At first glance, this declaration of more than twenty years ago would appear to have in mind the identical conditions alleged to exist at the present day. Close examination, however, will show some rather important divergencies. The gravamen of the charge of 1892 was the allegation that advocacy of the gold standard of currency was prompted by a wish to reduce the money supply, increase the purchasing power of gold, and thereby enable the Money Power to obtain possession of the people’s property through the resultant reduction of prices for land, commodities, and labor.

It may doubtless be argued that the prophecies of the platform of 1892 would have been fulfilled but for the then quite unanticipated discovery of new gold fields in the Transvaal, the Rocky Mountains, and the Klondike. But even if this were to be conceded, the fact would remain that the Money Trust was attacked in 1892 for its work in putting down prices, whereas it is attacked in 1913 for putting them up.

II

When we now approach the consideration of the problem as it stands today, our first difficulty is one of definition. Mr. J. Pierpont Morgan, in his testimony of December 19 before the Pujo Committee, declared that ‘all the banks in Christendom could not control money; there could be no “ Money Trust.”’ This was, to be sure, the opinion of a prejudiced witness. But the counsel of the committee, whose attitude on the general question is far from that of Mr. Morgan, said in a public address in December, 1911, —

‘If it is expected that any Congressional or other investigation will expose the existence of a “Money Trust,” in the sense in which we use the word “trust,” as applied to unlawful industrial combinations, that expectation will not be realized. Of course, there is no such thing. There is no definite union or aggregation of the money powers in the financial world. There certainly is none that can be said to be in violation of existing law.’

It is, perhaps, quite as well to emphasize this admission in the beginning; for, although to people conversant with the financial and banking methods of the day, Mr. Untermyer’s statement may seem a mere truism, there are unquestionably thousands of readers of the discussion who have regarded the alleged ‘Money Trust’ as in all respects in the class of the Standard Oil and American Tobacco trusts. We should not get far in our argument if we did not first reject and dismiss this crude conception of the problem.

• PROBLEM DETAILS:
Answer these questions using the passage on the "Money Trust" above:
(a) In what year, according to the passage, was the Money Trust attacked for putting prices down?
(b) On what date did Mr. J. Pierpont Morgan give his testimony before the Pujo Committee?
(c) Which two trusts does the passage name as the class in which many readers placed the alleged "Money Trust"?

• SUPPLIED MATERIAL:
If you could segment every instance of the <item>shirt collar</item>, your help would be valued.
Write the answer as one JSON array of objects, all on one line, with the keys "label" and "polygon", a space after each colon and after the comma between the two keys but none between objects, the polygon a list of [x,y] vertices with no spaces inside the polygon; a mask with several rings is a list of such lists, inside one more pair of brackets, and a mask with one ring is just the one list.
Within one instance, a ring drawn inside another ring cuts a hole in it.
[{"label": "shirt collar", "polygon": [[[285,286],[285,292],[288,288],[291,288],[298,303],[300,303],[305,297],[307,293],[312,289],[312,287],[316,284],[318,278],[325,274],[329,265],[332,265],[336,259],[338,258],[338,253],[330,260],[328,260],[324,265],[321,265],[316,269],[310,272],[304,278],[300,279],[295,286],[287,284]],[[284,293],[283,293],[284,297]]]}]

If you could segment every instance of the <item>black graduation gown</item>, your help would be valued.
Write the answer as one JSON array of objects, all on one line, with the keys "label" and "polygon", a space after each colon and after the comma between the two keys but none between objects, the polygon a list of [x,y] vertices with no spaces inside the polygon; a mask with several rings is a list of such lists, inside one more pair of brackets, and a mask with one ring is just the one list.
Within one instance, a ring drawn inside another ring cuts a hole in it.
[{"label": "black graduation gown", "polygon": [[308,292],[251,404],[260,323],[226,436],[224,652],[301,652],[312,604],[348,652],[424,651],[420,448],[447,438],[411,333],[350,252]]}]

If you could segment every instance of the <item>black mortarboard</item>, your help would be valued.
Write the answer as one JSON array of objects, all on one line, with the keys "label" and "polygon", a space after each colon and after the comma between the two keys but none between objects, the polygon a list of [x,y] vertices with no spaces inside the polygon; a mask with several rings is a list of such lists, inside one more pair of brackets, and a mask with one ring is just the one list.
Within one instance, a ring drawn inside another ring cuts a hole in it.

• ANSWER FOR THIS EXERCISE:
(a) 1892
(b) December 19
(c) The Standard Oil and American Tobacco trusts